* WORK TO BE COMPLETED:
Reproduce the items verbatim, from the first line through the line containing "[[[19,152],[52,157],[37,97]]]", both ends included.
____________________
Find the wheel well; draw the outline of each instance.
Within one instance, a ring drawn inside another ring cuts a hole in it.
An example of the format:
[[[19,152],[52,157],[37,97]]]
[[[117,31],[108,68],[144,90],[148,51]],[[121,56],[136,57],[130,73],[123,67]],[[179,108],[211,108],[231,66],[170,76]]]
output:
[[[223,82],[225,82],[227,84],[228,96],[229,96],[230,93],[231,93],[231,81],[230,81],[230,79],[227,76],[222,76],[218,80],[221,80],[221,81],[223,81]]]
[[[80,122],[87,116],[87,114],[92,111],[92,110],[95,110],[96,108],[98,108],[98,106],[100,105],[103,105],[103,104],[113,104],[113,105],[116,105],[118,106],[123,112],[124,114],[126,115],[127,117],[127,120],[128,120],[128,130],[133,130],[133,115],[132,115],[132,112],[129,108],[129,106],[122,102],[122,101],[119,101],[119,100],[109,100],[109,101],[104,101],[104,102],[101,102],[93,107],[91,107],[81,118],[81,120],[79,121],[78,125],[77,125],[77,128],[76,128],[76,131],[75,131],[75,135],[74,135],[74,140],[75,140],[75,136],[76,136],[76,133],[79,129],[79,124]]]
____________________
* SOLUTION FOR THIS PROBLEM:
Find the wheel well; draw the outline of each instance.
Within one instance, a ring drawn inside another ring cuts a hole in it.
An example of the format:
[[[19,152],[52,157],[37,97]]]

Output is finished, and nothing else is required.